Records shown below:

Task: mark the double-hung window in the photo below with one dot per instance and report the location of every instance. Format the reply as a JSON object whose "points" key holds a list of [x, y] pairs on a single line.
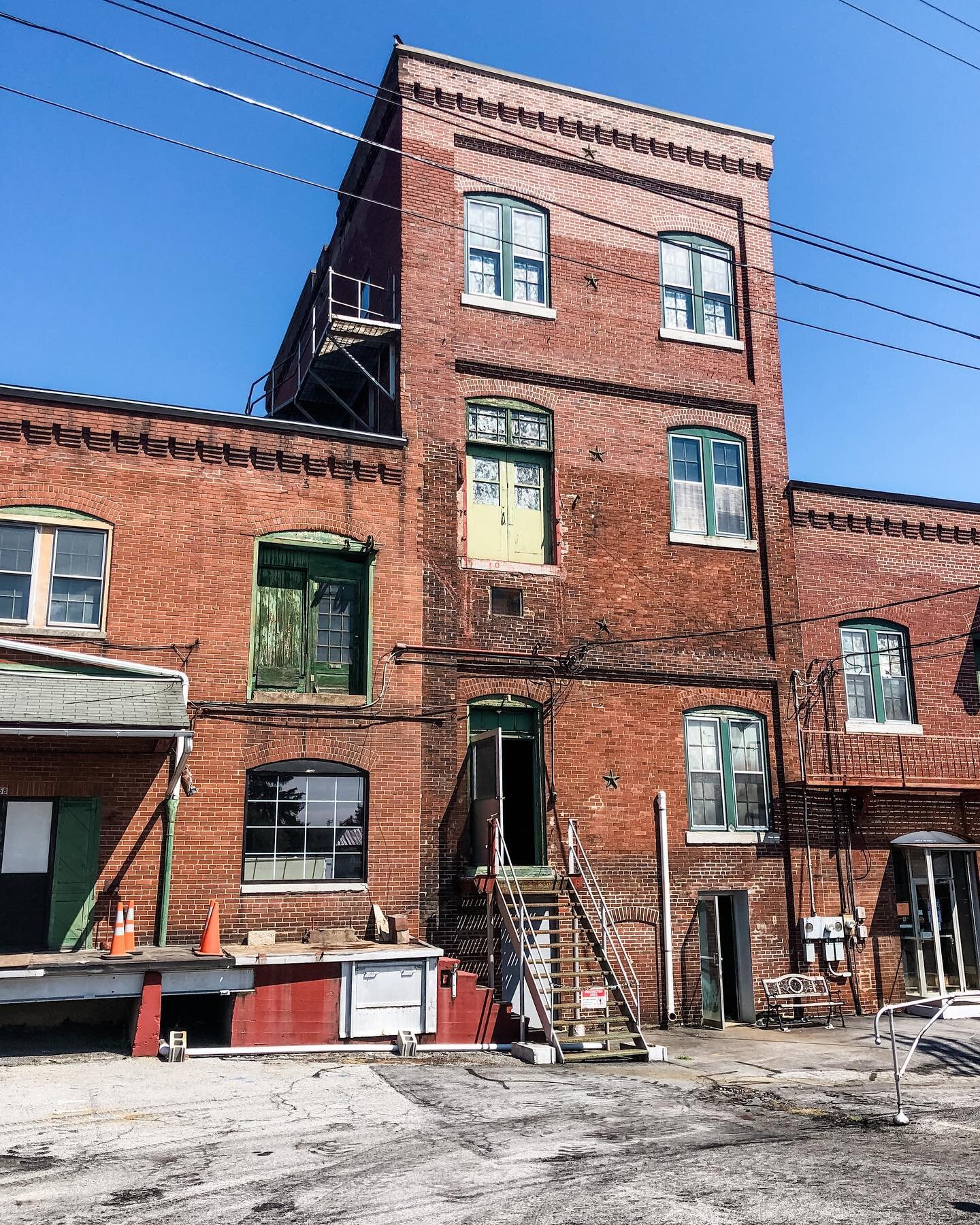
{"points": [[306, 822], [698, 286], [310, 620], [707, 483], [875, 663], [508, 482], [52, 569], [727, 779], [506, 250]]}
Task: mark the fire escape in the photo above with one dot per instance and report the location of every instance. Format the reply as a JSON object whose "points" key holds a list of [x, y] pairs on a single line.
{"points": [[340, 365]]}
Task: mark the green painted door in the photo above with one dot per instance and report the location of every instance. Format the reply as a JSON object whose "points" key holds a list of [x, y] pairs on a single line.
{"points": [[76, 857]]}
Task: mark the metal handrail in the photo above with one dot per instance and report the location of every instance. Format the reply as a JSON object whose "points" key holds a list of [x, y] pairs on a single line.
{"points": [[580, 865], [528, 951], [945, 1001]]}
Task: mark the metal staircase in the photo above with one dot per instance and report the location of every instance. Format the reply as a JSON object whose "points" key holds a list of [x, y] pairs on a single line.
{"points": [[572, 964]]}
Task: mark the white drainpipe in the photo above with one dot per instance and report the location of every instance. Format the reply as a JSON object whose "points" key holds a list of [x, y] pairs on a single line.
{"points": [[672, 1016]]}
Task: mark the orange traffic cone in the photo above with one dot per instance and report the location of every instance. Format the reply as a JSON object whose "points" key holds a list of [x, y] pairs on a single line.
{"points": [[131, 930], [211, 940], [118, 947]]}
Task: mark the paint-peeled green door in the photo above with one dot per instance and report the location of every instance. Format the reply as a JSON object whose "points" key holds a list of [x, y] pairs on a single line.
{"points": [[76, 854]]}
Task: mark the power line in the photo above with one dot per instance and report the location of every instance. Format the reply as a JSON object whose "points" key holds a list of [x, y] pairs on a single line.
{"points": [[436, 220], [373, 91], [781, 625], [952, 16], [915, 38], [540, 199]]}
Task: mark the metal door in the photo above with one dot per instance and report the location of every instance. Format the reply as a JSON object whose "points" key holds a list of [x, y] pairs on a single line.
{"points": [[487, 783], [712, 1000]]}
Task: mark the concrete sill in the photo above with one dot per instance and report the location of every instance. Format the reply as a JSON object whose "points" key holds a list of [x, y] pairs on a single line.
{"points": [[306, 887], [869, 728], [715, 542], [9, 630], [712, 342], [508, 306], [512, 568], [732, 837]]}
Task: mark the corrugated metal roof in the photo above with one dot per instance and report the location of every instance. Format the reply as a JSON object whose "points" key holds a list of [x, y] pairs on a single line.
{"points": [[71, 701]]}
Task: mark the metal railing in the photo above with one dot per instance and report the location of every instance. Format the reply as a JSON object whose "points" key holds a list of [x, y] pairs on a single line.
{"points": [[341, 299], [945, 1004], [603, 923], [534, 970], [896, 760]]}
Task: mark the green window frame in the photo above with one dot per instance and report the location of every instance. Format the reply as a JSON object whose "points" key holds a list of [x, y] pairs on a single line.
{"points": [[698, 286], [310, 620], [508, 482], [877, 673], [727, 766], [506, 250], [708, 483]]}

End of Records shown.

Task brief | Pictures excluded, set down all the entries exactly.

Exercise solution |
Task: mark the double-hung window in the photo below with one dot per instance and report the location of every instance. Format the reply as a JSON object whose "points" key holds a list of [x, y] pairs on a single line.
{"points": [[306, 822], [698, 286], [310, 620], [707, 483], [875, 663], [508, 482], [52, 569], [727, 779], [506, 250]]}
Task: mark the fire escape in the photo above with one dot per instance and report the location of every instance. Format the reply as a JSON object whose "points" key holds a list of [x, y] pairs on a single line.
{"points": [[340, 365]]}
Task: mark the green painted door in the photo above with one dot per instance and report the location of every instance. Format the reply as a JSON object whose "points" key holds a list of [x, y] pairs on a single line.
{"points": [[76, 857]]}
Task: mark the metal handrail in the photo above with one dot per instance and report the location of every instance. Format the reply as a JSON object whose "points" key holds a list of [x, y] pairs on a single line.
{"points": [[580, 865], [528, 951], [945, 1001]]}
Task: mark the metal staircase in the photo above with one dot per instance and report the location of every instance. Format the reply as a JSON object whose "points" key holds a list of [x, y] pairs on a single line.
{"points": [[572, 964]]}
Task: mark the white drainpipe in the photo above with one dot per instance and report the location of every instance. Format the reply as a JSON object whose "points" key holds a list of [x, y] pairs on a single line.
{"points": [[672, 1016]]}
Task: mark the orange traffic cone in the photo above with one dot per instance and report the location of every instance. Format the reply as a JSON object whose "points" key holds a list of [x, y] pairs on a single line.
{"points": [[131, 930], [211, 940], [118, 947]]}
Task: mark the paint-peeled green door in the photo above with one dot per instance and report the location of every instance. Format the reply as a JSON object whose "points" key holds a list of [x, y] pairs on a single line.
{"points": [[76, 854]]}
Task: mark the power line in the photo above with one dot per instance and report the location of every instance. Format the reply as a JSON object whose "points" key holds a list of [x, y] pairs on a single line.
{"points": [[436, 220], [373, 91], [781, 625], [952, 16], [915, 38], [540, 199]]}
Task: mark the metal door in the photo above with one dot per instance and report the location of every instance. Format the reply as a JSON object whose "points" key holds a list of [x, y] pairs on a single line.
{"points": [[487, 783], [712, 1000]]}
Task: mark the concrete sill in the photo above with one dot per instance and report the location of every instance. Format the reply as a JSON object whose "points" key holds a list of [x, y] pairs on a single line.
{"points": [[306, 887], [869, 728], [715, 542], [9, 630], [712, 342], [508, 306], [512, 568], [732, 837]]}
Task: mark the corrugated metal roof in the photo above with one dot per instance and report the location of every instance. Format the reply as a JSON object whose "points" key holds a list of [x, y] pairs on a single line.
{"points": [[71, 701]]}
Task: mark the metal railing in the photo above with one dot per instance and report the location of every instance. Format the reply as a JSON object whose "points" key holds a list of [x, y] pairs on a single line.
{"points": [[341, 299], [945, 1004], [603, 923], [534, 970], [896, 760]]}
Task: mark the green window frame in the photo above with one dot per instance and report the location of every instance. Format the reply as a JSON object whose "points" key holds a list of [x, y] pairs on a single line.
{"points": [[698, 286], [310, 620], [508, 482], [877, 673], [727, 766], [506, 250], [708, 483]]}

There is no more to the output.